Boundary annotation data
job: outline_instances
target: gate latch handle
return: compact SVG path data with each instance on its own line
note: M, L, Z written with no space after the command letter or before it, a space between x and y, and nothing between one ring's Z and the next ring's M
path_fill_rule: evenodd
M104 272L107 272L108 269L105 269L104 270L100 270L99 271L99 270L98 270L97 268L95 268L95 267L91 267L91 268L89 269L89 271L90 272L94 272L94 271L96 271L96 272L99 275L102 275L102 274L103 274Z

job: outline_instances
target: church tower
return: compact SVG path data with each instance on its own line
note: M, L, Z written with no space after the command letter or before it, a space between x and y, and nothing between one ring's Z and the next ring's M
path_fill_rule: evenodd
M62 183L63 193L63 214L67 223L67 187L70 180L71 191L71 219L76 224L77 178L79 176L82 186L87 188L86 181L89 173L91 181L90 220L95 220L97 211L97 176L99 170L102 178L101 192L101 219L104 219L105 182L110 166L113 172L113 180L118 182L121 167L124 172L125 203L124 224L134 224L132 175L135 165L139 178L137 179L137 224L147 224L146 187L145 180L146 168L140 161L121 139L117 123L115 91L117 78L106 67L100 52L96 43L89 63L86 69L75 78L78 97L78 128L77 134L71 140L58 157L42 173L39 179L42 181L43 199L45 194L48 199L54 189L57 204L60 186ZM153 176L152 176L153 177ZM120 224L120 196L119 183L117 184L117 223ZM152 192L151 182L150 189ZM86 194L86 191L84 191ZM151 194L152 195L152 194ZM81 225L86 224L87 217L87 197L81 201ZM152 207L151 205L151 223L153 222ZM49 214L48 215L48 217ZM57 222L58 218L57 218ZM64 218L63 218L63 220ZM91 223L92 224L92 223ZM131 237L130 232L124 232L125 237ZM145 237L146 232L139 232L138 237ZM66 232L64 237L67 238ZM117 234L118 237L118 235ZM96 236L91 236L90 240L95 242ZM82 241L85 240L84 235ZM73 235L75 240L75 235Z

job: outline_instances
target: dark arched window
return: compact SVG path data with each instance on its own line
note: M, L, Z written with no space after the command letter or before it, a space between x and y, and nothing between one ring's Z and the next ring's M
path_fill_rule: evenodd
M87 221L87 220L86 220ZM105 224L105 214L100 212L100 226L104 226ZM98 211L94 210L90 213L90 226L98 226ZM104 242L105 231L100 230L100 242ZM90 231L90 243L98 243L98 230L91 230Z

• [Task]: Rewrite the data from its first line through the line containing "M62 183L63 193L63" as a JSON list of strings, with one string for each line and blank lines left out.

• [Response to the exercise]:
[
  "job: outline_instances",
  "target: gate latch handle",
  "return: compact SVG path data with each instance on its own line",
  "note: M, L, Z written with no space after the command letter or before it, a space between x and y, and nothing between one ring's Z and the next ring's M",
  "path_fill_rule: evenodd",
  "M104 272L107 272L108 269L105 269L104 270L100 270L99 271L99 270L98 270L97 268L95 268L95 267L91 267L91 268L89 269L89 271L90 272L94 272L94 271L96 271L96 272L99 275L102 275L102 274L103 274Z",
  "job: outline_instances",
  "target: church tower",
  "return: compact SVG path data with each instance on its own line",
  "note: M, L, Z written with no space after the command letter or before it, a space between x and y, and nothing between one ring's Z and the next ring's M",
  "path_fill_rule: evenodd",
  "M62 183L63 193L63 214L67 223L67 187L70 180L71 191L71 219L76 224L77 178L79 176L82 186L87 188L86 181L89 173L91 181L90 220L95 220L97 211L97 176L99 170L102 178L101 192L101 219L104 219L105 182L110 166L113 172L113 180L118 182L121 167L124 172L125 203L124 224L134 224L132 175L135 165L139 178L137 179L137 224L147 224L146 187L145 180L146 168L140 161L121 139L117 123L115 91L117 78L106 67L100 52L96 43L89 63L86 69L75 78L78 97L78 128L77 134L71 140L58 157L42 173L39 179L42 181L43 199L45 194L48 199L54 189L57 204L60 186ZM153 176L152 176L153 177ZM120 224L120 196L119 183L117 184L117 223ZM152 192L151 182L150 189ZM86 194L86 191L84 191ZM151 194L152 195L152 194ZM81 225L86 224L87 217L87 197L81 201ZM152 207L151 205L151 223L153 222ZM49 214L48 215L48 217ZM57 222L58 218L57 218ZM64 218L63 218L63 220ZM91 223L92 224L92 223ZM131 237L130 232L124 232L125 237ZM145 237L146 232L139 232L138 237ZM66 232L64 237L67 238ZM117 234L118 237L118 235ZM96 236L91 236L90 240L95 242ZM82 241L85 240L84 235ZM73 235L75 240L75 235Z"
]